◆ **EXCERPT PROVIDED**:
# # # # #
Breeze has recently slimmed down to just the linear algebra and the sampling and optimization components.
Spire provides a great basis for the algebra components of Breeze, modulo mutability and a few choices of operator names. The biggest concern here is to not raise the abstraction level in Breeze any higher than it already is.
Progress: None.
David has never really wanted to maintain a visualization library: it's not his focus, and he doesn't really even use it. He's happy to leave what's there and fix bugs, but he feels that someone else would be better suited to maintaining and expanding it.
One thing that seems clear is that there's a lot of awesome stuff going on in the info-visualization community right now (e.g. d3.js), and we're more or less making matlab-esque plots. That's fine as it is, but it shouldn't be the premiere data visualization library for Scala.Processing and Prefuse both look like good JVM-based options to wrap. Maybe we just output d3 and open a browser window? (ugh.)
See also https://github.com/sameersingh/scalaplot
Progress: None.
Nak has recently incorporated breeze-learn. It also provides a Scala wrapper around the Java port of Liblinear, a great library for training models using logistic regression and support vector machines.
Epic began XXX
Chalk has shed its previous OpenNLP roots and taken on breeze-process. Currently, it is quite impoverished as a text processing library, but this will be changing soon. One of the focuses is on creating text annotation pipelines that have UIMA-like functionality without the heavy-handedness of UIMA, and possibly building on the Akka toolkit. (UIMA pretty much casts NLP components as actors -- e.g. compare initialize, process, shutdown from UIMA with Akka's preStart, receive, and postStop -- but it uses mutable data-structures and seems to leave plenty of room open for errors -- errors created by programs that happily compile.)
# # # # #
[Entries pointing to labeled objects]
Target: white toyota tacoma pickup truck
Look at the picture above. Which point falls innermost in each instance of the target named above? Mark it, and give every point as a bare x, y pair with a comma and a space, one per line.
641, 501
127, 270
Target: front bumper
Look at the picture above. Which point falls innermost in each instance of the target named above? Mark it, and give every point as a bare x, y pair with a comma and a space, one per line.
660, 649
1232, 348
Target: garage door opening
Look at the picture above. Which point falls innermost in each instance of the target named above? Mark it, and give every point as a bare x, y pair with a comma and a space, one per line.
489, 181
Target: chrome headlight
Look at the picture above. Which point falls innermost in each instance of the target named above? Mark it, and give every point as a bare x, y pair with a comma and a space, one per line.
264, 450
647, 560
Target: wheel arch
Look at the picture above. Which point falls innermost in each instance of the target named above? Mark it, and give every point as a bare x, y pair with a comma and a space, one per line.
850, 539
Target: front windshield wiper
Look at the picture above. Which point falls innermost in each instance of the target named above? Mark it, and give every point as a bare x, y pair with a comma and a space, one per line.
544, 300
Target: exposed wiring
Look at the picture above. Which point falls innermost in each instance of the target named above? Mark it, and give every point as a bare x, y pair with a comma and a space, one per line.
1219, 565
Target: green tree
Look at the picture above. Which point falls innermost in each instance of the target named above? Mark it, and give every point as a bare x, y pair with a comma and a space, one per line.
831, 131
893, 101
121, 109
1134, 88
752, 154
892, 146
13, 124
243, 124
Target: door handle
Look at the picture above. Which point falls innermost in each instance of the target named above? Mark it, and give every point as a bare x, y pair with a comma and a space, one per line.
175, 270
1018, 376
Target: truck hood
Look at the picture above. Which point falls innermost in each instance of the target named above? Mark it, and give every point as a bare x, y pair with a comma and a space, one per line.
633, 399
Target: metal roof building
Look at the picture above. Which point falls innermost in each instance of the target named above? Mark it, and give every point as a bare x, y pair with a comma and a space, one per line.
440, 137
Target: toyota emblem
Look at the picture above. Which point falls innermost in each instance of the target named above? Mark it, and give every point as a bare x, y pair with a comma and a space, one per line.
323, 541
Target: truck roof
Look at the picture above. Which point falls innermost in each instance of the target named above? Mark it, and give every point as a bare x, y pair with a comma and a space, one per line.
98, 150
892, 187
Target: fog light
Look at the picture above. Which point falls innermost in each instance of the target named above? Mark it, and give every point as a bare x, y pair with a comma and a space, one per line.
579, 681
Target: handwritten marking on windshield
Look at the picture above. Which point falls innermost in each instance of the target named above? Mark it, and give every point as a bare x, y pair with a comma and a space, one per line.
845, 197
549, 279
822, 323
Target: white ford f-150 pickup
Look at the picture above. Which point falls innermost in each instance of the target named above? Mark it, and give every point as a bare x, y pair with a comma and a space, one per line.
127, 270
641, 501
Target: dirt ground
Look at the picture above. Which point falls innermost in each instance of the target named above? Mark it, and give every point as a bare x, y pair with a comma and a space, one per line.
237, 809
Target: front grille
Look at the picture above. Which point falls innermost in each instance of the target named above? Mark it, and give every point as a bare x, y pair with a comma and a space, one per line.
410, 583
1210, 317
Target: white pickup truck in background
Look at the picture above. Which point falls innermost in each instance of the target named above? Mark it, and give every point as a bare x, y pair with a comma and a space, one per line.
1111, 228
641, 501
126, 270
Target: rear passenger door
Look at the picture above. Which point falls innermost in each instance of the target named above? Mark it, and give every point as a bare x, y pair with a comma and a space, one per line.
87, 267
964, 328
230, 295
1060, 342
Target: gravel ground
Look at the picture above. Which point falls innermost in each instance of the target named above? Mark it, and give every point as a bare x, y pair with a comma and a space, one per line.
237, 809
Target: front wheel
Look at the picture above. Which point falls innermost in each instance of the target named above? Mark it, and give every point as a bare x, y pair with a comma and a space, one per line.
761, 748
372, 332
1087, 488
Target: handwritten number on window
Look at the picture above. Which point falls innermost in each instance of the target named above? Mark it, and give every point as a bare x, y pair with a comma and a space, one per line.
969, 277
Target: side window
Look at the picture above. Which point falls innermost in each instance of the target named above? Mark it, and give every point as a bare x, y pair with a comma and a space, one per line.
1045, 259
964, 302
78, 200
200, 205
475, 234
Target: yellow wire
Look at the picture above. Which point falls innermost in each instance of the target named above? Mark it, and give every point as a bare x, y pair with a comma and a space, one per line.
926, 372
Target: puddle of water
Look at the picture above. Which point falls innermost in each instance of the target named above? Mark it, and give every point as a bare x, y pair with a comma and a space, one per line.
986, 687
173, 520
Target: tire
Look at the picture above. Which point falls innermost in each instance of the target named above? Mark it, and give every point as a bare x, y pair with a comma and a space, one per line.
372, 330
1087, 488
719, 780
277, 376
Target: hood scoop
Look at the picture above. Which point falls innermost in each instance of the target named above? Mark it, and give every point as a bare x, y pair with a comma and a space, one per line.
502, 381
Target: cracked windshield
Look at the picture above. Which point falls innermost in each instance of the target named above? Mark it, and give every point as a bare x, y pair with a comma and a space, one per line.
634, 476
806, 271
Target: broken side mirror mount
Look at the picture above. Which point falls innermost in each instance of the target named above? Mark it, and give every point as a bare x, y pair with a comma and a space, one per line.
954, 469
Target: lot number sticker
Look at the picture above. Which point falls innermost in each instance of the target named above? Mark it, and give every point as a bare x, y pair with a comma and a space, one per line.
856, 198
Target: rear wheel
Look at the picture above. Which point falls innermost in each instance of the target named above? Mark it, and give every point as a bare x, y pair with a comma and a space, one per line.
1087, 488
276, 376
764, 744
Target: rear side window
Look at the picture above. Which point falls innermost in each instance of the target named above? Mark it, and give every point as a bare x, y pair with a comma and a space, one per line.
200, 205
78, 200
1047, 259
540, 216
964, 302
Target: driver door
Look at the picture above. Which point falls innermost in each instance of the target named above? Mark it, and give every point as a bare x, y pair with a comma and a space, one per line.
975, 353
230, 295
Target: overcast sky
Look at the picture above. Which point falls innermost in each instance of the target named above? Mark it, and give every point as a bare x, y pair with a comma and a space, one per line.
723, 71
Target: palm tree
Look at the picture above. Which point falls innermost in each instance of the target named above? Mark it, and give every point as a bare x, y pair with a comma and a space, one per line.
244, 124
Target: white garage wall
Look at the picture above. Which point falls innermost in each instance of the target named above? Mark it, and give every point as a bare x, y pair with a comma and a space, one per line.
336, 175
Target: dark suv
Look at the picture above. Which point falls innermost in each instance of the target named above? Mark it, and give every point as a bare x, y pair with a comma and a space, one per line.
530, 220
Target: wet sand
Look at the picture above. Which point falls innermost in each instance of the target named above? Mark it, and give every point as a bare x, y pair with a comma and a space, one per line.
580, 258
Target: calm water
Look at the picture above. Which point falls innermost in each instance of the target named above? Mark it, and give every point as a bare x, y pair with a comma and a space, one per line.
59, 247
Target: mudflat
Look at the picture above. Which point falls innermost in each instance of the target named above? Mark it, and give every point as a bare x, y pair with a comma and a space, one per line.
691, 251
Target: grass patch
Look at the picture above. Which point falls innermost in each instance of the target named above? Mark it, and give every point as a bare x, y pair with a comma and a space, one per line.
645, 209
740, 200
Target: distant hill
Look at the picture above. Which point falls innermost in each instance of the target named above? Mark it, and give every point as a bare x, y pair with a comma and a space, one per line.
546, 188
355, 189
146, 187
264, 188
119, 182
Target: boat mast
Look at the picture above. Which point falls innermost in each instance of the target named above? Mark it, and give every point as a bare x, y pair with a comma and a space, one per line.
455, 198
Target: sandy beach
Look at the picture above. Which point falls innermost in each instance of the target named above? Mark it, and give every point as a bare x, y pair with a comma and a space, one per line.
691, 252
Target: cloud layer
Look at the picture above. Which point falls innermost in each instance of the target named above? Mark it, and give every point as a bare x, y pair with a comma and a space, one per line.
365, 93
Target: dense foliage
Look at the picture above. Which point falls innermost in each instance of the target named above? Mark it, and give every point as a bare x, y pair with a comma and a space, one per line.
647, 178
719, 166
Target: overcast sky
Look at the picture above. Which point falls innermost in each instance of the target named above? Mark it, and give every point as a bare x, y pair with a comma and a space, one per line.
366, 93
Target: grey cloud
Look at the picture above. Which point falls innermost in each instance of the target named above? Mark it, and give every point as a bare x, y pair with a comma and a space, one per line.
# # # # #
◆ **WORK TO BE COMPLETED**:
Please write out the whole Breeze and Scala libraries text above word for word.

◆ **RESPONSE TO THE EXERCISE**:
Breeze has recently slimmed down to just the linear algebra and the sampling and optimization components.
Spire provides a great basis for the algebra components of Breeze, modulo mutability and a few choices of operator names. The biggest concern here is to not raise the abstraction level in Breeze any higher than it already is.
Progress: None.
David has never really wanted to maintain a visualization library: it's not his focus, and he doesn't really even use it. He's happy to leave what's there and fix bugs, but he feels that someone else would be better suited to maintaining and expanding it.
One thing that seems clear is that there's a lot of awesome stuff going on in the info-visualization community right now (e.g. d3.js), and we're more or less making matlab-esque plots. That's fine as it is, but it shouldn't be the premiere data visualization library for Scala.Processing and Prefuse both look like good JVM-based options to wrap. Maybe we just output d3 and open a browser window? (ugh.)
See also https://github.com/sameersingh/scalaplot
Progress: None.
Nak has recently incorporated breeze-learn. It also provides a Scala wrapper around the Java port of Liblinear, a great library for training models using logistic regression and support vector machines.
Epic began XXX
Chalk has shed its previous OpenNLP roots and taken on breeze-process. Currently, it is quite impoverished as a text processing library, but this will be changing soon. One of the focuses is on creating text annotation pipelines that have UIMA-like functionality without the heavy-handedness of UIMA, and possibly building on the Akka toolkit. (UIMA pretty much casts NLP components as actors -- e.g. compare initialize, process, shutdown from UIMA with Akka's preStart, receive, and postStop -- but it uses mutable data-structures and seems to leave plenty of room open for errors -- errors created by programs that happily compile.)